_TASK GOAL_
Retype each entry below, keeping every character the same.

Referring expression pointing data

———

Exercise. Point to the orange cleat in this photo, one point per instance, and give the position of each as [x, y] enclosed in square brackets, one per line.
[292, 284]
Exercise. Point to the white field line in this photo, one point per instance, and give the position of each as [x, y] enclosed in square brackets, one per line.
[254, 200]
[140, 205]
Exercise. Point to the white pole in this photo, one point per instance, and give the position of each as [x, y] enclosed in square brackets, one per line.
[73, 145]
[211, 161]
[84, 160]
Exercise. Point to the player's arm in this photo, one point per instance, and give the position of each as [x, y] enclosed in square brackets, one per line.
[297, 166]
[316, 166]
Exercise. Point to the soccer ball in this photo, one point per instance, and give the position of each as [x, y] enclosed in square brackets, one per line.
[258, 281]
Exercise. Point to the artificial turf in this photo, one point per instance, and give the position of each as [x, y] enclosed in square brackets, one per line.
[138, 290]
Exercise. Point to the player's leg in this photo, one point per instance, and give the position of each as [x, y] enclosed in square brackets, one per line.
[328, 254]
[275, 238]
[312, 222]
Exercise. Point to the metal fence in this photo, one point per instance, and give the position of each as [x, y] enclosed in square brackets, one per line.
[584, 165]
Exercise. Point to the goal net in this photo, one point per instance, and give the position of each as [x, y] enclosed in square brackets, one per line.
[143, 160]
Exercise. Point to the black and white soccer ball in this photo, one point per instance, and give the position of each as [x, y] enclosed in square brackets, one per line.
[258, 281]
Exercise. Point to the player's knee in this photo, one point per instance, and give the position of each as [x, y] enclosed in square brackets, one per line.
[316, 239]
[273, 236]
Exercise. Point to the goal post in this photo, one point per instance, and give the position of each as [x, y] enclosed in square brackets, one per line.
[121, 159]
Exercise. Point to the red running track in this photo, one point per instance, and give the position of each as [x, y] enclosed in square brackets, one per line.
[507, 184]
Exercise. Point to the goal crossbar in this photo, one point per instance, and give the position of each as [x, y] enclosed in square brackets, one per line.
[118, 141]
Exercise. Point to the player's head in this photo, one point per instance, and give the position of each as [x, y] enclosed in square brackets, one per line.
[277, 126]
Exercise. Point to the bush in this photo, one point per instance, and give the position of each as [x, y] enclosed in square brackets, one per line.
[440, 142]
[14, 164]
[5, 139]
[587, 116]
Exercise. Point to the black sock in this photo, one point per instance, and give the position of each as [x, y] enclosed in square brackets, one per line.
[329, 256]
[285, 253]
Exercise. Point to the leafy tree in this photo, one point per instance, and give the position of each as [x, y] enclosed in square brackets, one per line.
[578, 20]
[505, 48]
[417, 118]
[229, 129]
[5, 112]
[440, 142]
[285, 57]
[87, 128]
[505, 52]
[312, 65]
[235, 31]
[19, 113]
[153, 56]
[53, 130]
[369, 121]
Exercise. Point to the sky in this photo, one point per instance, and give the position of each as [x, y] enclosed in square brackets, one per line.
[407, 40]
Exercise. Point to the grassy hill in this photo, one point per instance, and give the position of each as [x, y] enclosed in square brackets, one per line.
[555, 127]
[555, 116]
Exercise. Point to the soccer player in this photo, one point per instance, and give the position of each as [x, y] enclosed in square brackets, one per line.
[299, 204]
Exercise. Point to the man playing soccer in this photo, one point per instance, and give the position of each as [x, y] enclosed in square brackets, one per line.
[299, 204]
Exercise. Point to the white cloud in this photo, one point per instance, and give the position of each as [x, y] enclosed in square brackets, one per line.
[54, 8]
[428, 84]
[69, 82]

———

_RESPONSE TO THIS TASK_
Exercise. Point to the orange cleat in this photo, one point per instance, and give the position of each as [x, y] enclosed in square brackets, one per line.
[292, 284]
Exercise. Point to the white field line in this photo, one point per instance, and give the position of each as [x, y] enclosed in square brackets, one per line.
[254, 200]
[140, 205]
Exercise. Point to the white pole in this photo, one point per instance, and give the position of each as [x, y] enclosed in square brackets, one per line.
[73, 145]
[211, 161]
[84, 160]
Exercise. Point to the player's arm in this photo, one point per instance, and give the position of each as [x, y] enclosed in square brackets, one per line.
[297, 166]
[316, 166]
Exercise. Point to the soccer ball in this photo, one point per instance, and give the position of each as [x, y] enclosed in square brackets, one per line.
[258, 281]
Exercise. Point to the artificial turf in this photo, one point per instance, and give the position of each as [x, y] enclosed in square brackets, one per line.
[138, 290]
Exercise. Point to the player's leg in this photo, one point per instance, and give the position of each as [x, y] enclosed in square brackets, one per line.
[328, 254]
[275, 238]
[312, 222]
Exercise. Point to the metal fence in this photo, one point per instance, and give the position of each as [x, y] enclosed in square brackets, one per line.
[584, 165]
Exercise. Point to the goal net in this photo, one point per instance, and give the position of each as [x, y] enclosed in square brackets, one per line.
[143, 160]
Exercise. Point to the black and white soccer ball in this photo, one point per instance, and give the position of each as [x, y] enclosed in square brackets, one per line.
[258, 281]
Exercise. Point to the player's knee in this photo, one point per instance, and give the position of each as [x, y] enclosed in square brackets, one per line.
[316, 239]
[273, 236]
Exercise. Point to the goal post in this photo, one point per instance, and give the position of each as [x, y] enclosed in square brackets, one per line.
[121, 159]
Exercise. Point to the red running track in this photo, one point per instance, and give the position of each as [x, y] enclosed in square brackets, one per line.
[507, 184]
Exercise. Point to the goal crossbar in this photo, one point per instance, and give the position of each as [x, y] enclosed in square brackets, one per line.
[118, 141]
Exercise. Point to the player's head in this photo, one point per instance, and give the position of each as [x, y] enclosed in square brackets, one per line.
[277, 126]
Exercise. Point to the bush in this photo, one point per instance, and give the position of each as [x, y] enclosed in square brackets, one per line.
[440, 142]
[14, 164]
[5, 139]
[587, 116]
Exercise. Point to the black sock in this photo, one point per instance, and give the position of each as [x, y] enclosed in square brackets, one per line.
[329, 256]
[285, 253]
Exercise. Point to the leafy tree in this photo, one point per instance, and give the position of each as [x, y] enclosed in square brackets, one per line.
[578, 20]
[505, 48]
[417, 118]
[229, 129]
[5, 112]
[440, 142]
[285, 57]
[87, 128]
[505, 52]
[312, 65]
[235, 31]
[19, 113]
[153, 56]
[53, 130]
[369, 121]
Exercise. Point to the sky in this photo, one point per instance, and give the position of each as [x, y] enclosed in square brackets, one per line.
[407, 40]
Exercise. Point to the grassy hill in this photo, one point per instance, and give the position of each as [x, y] enclosed in square brackets, one per line.
[555, 127]
[555, 116]
Exercise. Point to the soccer player in this photo, one point per instance, and give the position of each as [x, y] enclosed in square brackets, one per line.
[299, 204]
Exercise. Point to the man playing soccer in this photo, one point per instance, and give the position of each as [x, y] enclosed in square brackets, one per line.
[299, 204]
Exercise. Point to the white cloud in this photo, one point per instance, and give the position of each as [x, y] enclosed in square brackets, one per line.
[54, 8]
[428, 84]
[69, 82]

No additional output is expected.